# Dataset records
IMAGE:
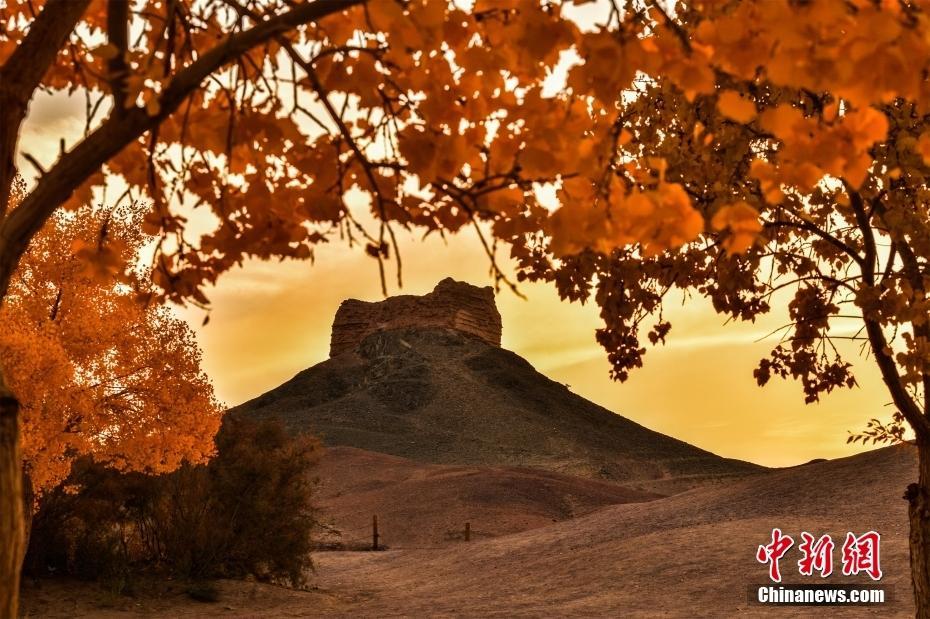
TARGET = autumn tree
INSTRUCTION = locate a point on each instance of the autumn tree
(274, 120)
(96, 370)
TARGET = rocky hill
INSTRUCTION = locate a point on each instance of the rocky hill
(452, 305)
(428, 381)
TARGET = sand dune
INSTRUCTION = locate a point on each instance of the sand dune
(691, 554)
(427, 505)
(686, 555)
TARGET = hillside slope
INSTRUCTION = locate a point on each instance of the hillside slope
(687, 555)
(440, 396)
(427, 505)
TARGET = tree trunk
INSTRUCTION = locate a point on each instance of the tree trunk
(11, 503)
(918, 497)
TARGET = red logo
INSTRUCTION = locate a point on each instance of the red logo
(860, 554)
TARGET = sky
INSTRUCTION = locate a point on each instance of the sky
(271, 320)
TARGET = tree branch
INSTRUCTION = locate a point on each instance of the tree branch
(119, 130)
(21, 74)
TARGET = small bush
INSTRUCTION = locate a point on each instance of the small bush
(247, 512)
(203, 592)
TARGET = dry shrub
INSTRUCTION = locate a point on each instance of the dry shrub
(247, 512)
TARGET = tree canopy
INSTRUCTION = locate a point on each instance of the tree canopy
(728, 148)
(97, 371)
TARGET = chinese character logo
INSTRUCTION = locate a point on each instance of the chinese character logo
(860, 554)
(817, 555)
(773, 552)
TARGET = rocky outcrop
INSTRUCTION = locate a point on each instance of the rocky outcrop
(452, 305)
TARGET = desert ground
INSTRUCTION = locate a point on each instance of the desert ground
(615, 552)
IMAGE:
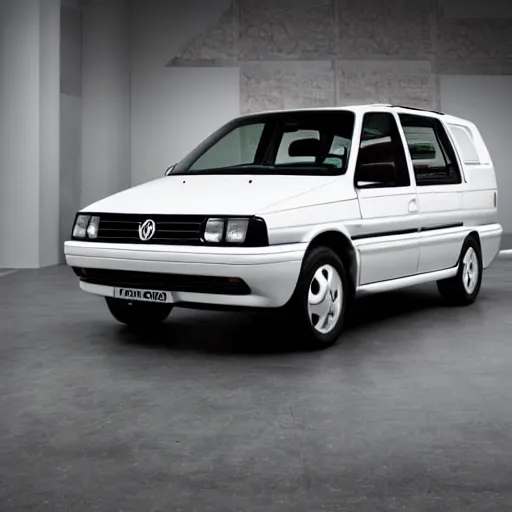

# What you have to do
Pull out each line above that contains the string "sand".

# Full answer
TARGET = sand dune
INSTRUCTION = locate a point on each instance of the sand dune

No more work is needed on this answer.